*IHRE AUFGABEN*.
(A) Wer hat laut dem Textauszug die Meyerrecorders GmbH gegründet?
(B) Geben Sie den Abschnitt des Textauszugs wortgetreu wieder, der mit den Worten „Liebe, Hingabe und“ einsetzt und mit „hochwertigen ­Instrumente sichern.“ schließt.

*TEXTAUSZUG*.
• • • • •

Liebe, Hingabe und eine sterbende Baumart

Für die Profi-Blockflöten, die Meyers im Toggenburg in Handarbeit erschaffen, benötigen sie uraltes, langsam gewachsenes Buchsbaumholz. Aber die Bäume sind ­wegen eines Schädlingsbefalls vom Aussterben bedroht. Dank viel Eigeninitiative und der Unterstützung durch den Verein Innovationsfonds können sich die Jungunternehmer genügend Rohstoff für ihre hochwertigen ­Instrumente sichern.


Beitrag der ABS
Artikel in Thema Kunst und Geld
Das Toggenburger Familienunternehmen Meyerrecorders GmbH baut mit Leidenschaft Blockflöten für professionelle Ansprüche. Von links: Madeleine Imbeck, Joel Meyer und Sebastian Meyer mit seinem Sohn Ragnar. Foto: Michael Sieber
Inmitten der hügeligen Toggenburger Landschaft wartet Madeleine Imbeck an einer Postauto-Haltestelle auf den Besuch – wie sie das ab und an tut. Denn nicht selten unternehmen professionelle Blockflöten-Spieler­in­nen und -Spieler die lange Reise hierher, um ihr neues Instrument abzuholen, das Joel und Sebastian Meyer in Handarbeit erschaffen haben.
Die Meyerrecorders GmbH («recorder» ist der eng­lische Name für Blockflöte) wurde von Joel und Se­bastians Vater Ernst Meyer gegründet. Der Autodidakt hatte sein Können stets verfeinert, bis er vor vier Jahren überraschend verstarb. Es war sein grosser Wunsch, dass ­seine Söhne das Atelier übernehmen und sein Lebenswerk weiterführen. Als Teenager hatten weder Joel noch Sebastian ausgeprägte Lust darauf, stiegen später aber doch beide bei ihrem Vater als Lehrlinge ein. 2015 stiess Madeleine Imbeck zum Familienunternehmen: Die professionelle Flötistin verliebte sich gleich doppelt – in Joel Meyer und die Meyer-Flöten – und entschied sich, das Flötenbau-Handwerk zu erlernen.

• • • • •

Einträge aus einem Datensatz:

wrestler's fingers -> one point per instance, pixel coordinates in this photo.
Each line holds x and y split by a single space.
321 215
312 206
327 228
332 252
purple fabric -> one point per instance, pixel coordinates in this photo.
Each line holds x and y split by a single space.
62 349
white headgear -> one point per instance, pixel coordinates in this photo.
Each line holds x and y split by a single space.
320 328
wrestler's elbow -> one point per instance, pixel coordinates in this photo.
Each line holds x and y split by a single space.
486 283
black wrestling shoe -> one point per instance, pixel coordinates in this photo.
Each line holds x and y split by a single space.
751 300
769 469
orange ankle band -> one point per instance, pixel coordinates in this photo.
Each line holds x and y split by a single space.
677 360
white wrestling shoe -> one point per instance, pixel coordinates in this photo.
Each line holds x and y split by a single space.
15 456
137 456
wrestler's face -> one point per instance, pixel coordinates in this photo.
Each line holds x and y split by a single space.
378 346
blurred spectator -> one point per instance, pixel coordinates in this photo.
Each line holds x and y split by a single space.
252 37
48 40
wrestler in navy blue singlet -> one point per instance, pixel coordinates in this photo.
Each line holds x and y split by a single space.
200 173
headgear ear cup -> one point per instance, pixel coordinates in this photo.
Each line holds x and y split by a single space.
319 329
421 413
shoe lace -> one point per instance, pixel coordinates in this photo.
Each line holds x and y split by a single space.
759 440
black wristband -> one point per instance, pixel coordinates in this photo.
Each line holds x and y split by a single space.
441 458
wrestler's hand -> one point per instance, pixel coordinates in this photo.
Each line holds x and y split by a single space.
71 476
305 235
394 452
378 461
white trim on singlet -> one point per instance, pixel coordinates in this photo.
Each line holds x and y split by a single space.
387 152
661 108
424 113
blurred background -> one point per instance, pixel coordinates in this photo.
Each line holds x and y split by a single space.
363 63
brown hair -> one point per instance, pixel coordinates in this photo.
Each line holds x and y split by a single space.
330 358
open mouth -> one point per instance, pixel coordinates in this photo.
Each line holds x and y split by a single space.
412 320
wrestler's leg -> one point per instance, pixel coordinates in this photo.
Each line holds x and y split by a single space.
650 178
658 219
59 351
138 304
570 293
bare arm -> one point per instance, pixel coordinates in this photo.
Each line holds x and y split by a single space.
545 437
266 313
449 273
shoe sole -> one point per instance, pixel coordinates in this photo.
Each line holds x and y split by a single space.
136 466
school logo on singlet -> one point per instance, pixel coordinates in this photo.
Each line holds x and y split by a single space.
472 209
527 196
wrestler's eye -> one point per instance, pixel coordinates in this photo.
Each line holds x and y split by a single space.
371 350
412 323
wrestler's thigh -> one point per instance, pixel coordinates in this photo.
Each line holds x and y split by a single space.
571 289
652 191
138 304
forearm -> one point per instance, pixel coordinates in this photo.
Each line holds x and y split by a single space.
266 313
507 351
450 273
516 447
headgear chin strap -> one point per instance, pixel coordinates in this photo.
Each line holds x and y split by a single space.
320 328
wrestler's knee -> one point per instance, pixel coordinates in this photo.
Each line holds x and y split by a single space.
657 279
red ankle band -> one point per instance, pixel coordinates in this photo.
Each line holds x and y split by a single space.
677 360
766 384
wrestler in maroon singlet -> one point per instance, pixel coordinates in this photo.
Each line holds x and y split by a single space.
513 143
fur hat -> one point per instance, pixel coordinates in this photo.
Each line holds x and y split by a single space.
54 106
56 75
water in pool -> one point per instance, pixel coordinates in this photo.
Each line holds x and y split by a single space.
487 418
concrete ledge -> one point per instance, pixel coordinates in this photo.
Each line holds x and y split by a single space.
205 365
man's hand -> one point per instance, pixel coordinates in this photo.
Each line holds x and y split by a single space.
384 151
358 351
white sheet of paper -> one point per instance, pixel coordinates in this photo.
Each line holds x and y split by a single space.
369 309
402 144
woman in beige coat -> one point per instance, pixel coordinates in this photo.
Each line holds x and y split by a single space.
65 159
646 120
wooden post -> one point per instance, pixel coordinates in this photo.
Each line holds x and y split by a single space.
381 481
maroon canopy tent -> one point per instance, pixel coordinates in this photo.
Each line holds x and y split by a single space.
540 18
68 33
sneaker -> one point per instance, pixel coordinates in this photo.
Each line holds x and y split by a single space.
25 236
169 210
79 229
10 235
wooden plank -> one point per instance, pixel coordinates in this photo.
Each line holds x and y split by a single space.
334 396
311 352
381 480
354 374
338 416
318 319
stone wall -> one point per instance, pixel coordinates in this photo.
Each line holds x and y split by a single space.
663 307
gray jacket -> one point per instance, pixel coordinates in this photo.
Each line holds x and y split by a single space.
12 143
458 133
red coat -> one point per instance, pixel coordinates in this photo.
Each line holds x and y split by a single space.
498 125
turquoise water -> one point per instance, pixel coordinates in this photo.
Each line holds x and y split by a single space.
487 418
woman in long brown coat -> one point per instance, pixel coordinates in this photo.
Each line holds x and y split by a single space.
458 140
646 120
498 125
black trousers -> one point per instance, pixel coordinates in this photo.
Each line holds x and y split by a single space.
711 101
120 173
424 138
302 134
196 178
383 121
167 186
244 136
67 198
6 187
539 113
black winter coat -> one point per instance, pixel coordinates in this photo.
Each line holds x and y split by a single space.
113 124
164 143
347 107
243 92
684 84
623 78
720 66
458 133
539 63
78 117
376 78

• • • • •

*LÖSUNGEN*.
(A) Ernst Meyer, der Vater von Joel und Sebastian Meyer, hat die Firma gegründet.

(B)
Liebe, Hingabe und eine sterbende Baumart

Für die Profi-Blockflöten, die Meyers im Toggenburg in Handarbeit erschaffen, benötigen sie uraltes, langsam gewachsenes Buchsbaumholz. Aber die Bäume sind ­wegen eines Schädlingsbefalls vom Aussterben bedroht. Dank viel Eigeninitiative und der Unterstützung durch den Verein Innovationsfonds können sich die Jungunternehmer genügend Rohstoff für ihre hochwertigen ­Instrumente sichern.